# Dual OTG Pen Drive? Which one?



## ithehappy (Sep 14, 2014)

I have a eBay coupon of 500 rupees and it expires tomorrow! So wanted to buy a small thing, the only thing I don't have is a dual pen drive. 

I found there are two in my budget, the SanDisk Ultra Dual, Sandisk Ultra Dual 16 GB On-The-Go Pendrive - Sandisk : Flipkart.com 

and the Transcend JetFlash 380, Transcend JetFlash 380 OTG 16 GB On-The-Go Pendrive - Transcend : Flipkart.com

I just wanted to purchase the SanDisk because of more warranty, but is there any advantage of having the Transcend one, I mean better transfer rate or anything?

I know it's a tiny purchase but it doesn't hurt to ask


----------



## SaiyanGoku (Sep 14, 2014)

+1 to SanDisk Dual


----------



## Vyom (Sep 14, 2014)

Glad to know other brand have come up with OTG pen drives, apart from Amkette. I will surely get one for myself too.
And plus one to Sandisk one.


----------



## $hadow (Sep 14, 2014)

i am also getting sandisk


----------



## ithehappy (Sep 16, 2014)

Thanks guys, ordered the SanDisk one two days ago.

From this link if anyone's thinking about getting one, Sandisk Ultra Dual 32 GB ON THE GO Pendrive | eBay


----------



## adityak469 (Sep 26, 2014)

got the 32GB Dual pen drive today


----------

◆ Data extract:

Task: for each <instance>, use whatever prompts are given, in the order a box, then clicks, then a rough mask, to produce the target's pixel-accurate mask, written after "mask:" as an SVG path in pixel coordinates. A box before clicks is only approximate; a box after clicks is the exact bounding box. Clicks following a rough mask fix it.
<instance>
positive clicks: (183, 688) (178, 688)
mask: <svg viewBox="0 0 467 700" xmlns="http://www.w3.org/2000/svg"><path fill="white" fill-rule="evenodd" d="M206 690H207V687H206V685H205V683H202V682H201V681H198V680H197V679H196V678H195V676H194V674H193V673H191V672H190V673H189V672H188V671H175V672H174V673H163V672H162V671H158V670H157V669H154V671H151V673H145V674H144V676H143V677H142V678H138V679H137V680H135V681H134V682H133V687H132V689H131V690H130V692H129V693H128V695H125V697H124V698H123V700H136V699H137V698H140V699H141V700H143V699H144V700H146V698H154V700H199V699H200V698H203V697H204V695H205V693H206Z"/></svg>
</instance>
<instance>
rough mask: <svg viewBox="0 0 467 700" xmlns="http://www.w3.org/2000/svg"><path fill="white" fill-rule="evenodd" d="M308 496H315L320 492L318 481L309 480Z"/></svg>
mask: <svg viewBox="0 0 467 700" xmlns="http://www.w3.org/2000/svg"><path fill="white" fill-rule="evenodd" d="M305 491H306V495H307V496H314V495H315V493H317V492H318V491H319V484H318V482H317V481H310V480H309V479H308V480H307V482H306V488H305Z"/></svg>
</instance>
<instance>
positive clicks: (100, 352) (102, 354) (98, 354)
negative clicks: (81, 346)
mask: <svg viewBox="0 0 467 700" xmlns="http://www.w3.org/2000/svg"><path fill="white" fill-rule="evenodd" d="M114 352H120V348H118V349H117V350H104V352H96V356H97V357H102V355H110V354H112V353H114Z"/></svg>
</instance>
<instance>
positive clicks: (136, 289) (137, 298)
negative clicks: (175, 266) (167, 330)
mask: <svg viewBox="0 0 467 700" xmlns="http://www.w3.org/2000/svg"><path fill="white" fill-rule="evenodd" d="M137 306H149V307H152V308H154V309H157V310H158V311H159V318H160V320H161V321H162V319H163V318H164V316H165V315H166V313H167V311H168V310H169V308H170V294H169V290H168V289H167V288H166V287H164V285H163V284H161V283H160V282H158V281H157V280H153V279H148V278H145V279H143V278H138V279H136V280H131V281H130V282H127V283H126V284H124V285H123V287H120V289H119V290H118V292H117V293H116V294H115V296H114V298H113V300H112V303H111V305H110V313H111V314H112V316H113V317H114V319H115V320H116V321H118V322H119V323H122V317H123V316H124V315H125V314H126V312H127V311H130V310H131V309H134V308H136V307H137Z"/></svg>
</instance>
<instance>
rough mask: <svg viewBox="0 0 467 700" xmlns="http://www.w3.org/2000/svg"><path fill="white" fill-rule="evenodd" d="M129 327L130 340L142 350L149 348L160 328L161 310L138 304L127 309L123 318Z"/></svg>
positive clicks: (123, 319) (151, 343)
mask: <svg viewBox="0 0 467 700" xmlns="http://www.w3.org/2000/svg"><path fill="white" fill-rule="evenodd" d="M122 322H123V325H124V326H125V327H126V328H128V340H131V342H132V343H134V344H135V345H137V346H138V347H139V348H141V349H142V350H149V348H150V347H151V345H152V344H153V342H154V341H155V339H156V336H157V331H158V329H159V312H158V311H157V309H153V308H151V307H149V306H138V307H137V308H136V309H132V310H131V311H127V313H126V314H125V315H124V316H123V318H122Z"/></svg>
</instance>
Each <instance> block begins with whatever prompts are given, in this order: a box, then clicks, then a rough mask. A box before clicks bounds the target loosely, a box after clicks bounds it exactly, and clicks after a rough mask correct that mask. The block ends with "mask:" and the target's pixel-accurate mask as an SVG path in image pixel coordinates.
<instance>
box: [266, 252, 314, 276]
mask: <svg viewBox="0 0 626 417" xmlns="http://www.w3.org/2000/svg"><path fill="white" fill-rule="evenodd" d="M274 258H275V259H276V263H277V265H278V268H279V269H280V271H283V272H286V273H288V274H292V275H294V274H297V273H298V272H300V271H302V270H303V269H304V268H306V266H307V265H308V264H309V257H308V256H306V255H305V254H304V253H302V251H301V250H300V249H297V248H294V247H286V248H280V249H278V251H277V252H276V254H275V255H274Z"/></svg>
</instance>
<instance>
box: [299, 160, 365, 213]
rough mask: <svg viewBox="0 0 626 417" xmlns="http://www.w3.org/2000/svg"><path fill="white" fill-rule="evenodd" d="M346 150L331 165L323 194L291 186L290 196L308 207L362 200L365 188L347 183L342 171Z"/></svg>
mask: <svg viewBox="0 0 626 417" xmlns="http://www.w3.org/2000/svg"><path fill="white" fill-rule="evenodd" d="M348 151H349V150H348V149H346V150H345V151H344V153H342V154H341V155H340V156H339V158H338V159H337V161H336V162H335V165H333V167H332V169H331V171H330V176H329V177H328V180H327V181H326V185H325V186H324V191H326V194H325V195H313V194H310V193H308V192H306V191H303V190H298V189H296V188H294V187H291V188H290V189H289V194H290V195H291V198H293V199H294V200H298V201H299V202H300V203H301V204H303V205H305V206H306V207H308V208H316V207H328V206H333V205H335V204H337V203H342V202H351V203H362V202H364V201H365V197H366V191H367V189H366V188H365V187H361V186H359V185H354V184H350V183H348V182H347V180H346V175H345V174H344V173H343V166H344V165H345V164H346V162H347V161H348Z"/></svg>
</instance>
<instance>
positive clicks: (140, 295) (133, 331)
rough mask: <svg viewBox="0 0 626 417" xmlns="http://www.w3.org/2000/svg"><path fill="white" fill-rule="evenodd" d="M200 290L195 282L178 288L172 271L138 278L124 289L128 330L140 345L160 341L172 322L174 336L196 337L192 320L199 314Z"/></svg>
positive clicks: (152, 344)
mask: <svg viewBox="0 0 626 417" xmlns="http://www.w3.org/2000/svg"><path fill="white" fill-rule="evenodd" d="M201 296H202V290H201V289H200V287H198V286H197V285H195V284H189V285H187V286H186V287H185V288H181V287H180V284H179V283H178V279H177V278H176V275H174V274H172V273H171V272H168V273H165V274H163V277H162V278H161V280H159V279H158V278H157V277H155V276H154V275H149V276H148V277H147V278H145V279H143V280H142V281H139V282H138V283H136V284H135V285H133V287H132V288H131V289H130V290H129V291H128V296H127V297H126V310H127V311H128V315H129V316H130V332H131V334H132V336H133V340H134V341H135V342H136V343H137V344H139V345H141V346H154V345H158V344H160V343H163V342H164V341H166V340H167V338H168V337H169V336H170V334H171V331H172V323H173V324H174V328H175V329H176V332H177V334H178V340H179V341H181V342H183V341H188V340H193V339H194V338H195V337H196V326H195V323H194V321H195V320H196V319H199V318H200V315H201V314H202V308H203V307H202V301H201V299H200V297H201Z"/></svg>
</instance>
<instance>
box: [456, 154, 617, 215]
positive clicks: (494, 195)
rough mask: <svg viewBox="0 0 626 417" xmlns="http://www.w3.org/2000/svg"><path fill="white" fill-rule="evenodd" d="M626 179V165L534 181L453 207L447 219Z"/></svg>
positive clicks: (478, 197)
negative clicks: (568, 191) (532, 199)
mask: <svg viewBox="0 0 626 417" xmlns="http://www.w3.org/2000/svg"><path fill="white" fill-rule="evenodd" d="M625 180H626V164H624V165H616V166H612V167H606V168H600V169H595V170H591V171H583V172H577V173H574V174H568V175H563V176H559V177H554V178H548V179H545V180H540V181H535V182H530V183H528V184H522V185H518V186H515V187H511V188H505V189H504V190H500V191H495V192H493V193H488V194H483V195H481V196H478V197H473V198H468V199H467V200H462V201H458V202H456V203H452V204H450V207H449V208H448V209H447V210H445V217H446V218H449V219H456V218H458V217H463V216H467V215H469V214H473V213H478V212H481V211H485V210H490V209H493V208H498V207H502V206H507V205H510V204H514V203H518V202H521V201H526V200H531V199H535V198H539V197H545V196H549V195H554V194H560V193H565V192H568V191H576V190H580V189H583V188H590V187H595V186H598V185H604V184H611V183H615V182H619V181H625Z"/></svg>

◆ Assigned task 1:
According to the opening post of the dual OTG pen drive thread, why did its author lean toward the SanDisk model over the Transcend one?
◆ Assigned task 2:
In the dual OTG pen drive thread, take everything from "and the Transcend" down to "rate or anything?" and write it out again with "transfer rate" changed to "read speed".

◆ Written response 1:
The author leaned toward the SanDisk Ultra Dual because it came with more warranty.

◆ Written response 2:
and the Transcend JetFlash 380, Transcend JetFlash 380 OTG 16 GB On-The-Go Pendrive - Transcend : Flipkart.com

I just wanted to purchase the SanDisk because of more warranty, but is there any advantage of having the Transcend one, I mean better read speed or anything?